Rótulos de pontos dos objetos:
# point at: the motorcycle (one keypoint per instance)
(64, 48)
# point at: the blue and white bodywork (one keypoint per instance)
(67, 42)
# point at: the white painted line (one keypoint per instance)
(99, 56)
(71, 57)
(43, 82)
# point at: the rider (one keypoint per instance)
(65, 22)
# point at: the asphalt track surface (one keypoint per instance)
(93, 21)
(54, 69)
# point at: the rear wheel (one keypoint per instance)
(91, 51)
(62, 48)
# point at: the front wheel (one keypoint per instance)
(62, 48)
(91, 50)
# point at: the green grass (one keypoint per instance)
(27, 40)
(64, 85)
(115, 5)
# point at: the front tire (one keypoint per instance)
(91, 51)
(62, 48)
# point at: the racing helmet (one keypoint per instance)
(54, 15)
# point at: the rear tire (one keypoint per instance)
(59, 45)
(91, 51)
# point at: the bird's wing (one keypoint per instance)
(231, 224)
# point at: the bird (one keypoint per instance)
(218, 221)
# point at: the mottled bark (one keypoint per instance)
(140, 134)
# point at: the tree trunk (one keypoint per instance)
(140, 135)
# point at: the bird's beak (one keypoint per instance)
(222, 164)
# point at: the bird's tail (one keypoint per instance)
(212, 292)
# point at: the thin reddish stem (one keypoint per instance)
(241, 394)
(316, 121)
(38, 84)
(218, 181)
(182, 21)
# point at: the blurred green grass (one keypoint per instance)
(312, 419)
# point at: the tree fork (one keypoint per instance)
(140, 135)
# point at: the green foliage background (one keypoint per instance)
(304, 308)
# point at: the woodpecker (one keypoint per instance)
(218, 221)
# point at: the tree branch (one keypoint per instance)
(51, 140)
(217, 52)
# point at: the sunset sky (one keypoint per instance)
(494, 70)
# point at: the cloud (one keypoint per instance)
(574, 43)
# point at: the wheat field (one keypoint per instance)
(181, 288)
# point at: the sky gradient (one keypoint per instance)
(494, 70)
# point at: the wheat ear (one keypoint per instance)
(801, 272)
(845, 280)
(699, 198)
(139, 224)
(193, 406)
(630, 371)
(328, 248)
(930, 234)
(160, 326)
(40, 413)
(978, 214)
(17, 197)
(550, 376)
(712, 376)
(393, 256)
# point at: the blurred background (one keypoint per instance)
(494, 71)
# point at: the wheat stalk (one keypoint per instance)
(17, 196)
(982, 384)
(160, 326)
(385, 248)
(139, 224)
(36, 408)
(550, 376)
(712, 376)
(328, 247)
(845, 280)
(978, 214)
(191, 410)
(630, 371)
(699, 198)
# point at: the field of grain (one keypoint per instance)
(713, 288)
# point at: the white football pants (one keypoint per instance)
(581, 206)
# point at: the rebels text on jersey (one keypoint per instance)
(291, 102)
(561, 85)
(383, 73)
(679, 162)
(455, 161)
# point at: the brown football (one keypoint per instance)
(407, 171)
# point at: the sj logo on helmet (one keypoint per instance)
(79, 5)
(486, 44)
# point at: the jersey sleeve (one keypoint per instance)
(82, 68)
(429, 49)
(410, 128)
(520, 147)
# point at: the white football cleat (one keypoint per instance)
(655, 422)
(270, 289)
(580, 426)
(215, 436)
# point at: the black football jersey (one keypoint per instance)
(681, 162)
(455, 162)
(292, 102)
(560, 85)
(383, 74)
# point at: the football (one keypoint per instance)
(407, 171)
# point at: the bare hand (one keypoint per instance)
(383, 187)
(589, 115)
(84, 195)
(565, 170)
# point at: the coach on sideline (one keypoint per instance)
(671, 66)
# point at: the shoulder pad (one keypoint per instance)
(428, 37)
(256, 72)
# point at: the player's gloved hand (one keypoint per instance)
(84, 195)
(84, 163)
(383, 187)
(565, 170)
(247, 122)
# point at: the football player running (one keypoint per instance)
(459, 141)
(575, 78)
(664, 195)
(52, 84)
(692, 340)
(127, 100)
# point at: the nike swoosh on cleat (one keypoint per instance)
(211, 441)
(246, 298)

*Objetivo*. Reproduza, sem nenhuma alteração, as linhas que vão daquela que contém "# point at: the jersey" até a última linha, incluindo ambas.

*Exercício resolvido*.
# point at: the jersey sleeve (one keypoint per instance)
(82, 68)
(429, 49)
(410, 128)
(520, 147)
# point at: the white football cleat (one keypoint per instance)
(655, 422)
(270, 289)
(580, 426)
(215, 436)
# point at: the black football jersey (one keypoint per instance)
(681, 162)
(455, 162)
(292, 102)
(560, 85)
(383, 74)
# point at: the football (one keypoint per instance)
(407, 171)
# point at: the bare hand (one keypoint per instance)
(383, 187)
(589, 115)
(84, 195)
(565, 170)
# point at: the coach on sideline (one keypoint per instance)
(671, 66)
# point at: the shoulder pad (one keypoint per instance)
(428, 37)
(256, 72)
# point at: the player's gloved hand (one keypoint per instance)
(84, 195)
(84, 163)
(383, 187)
(565, 170)
(247, 122)
# point at: the football player running (one keypoint per instance)
(459, 141)
(575, 78)
(664, 195)
(52, 84)
(692, 340)
(127, 100)
# point at: the nike swoosh on cleat (one keypoint per instance)
(211, 441)
(246, 298)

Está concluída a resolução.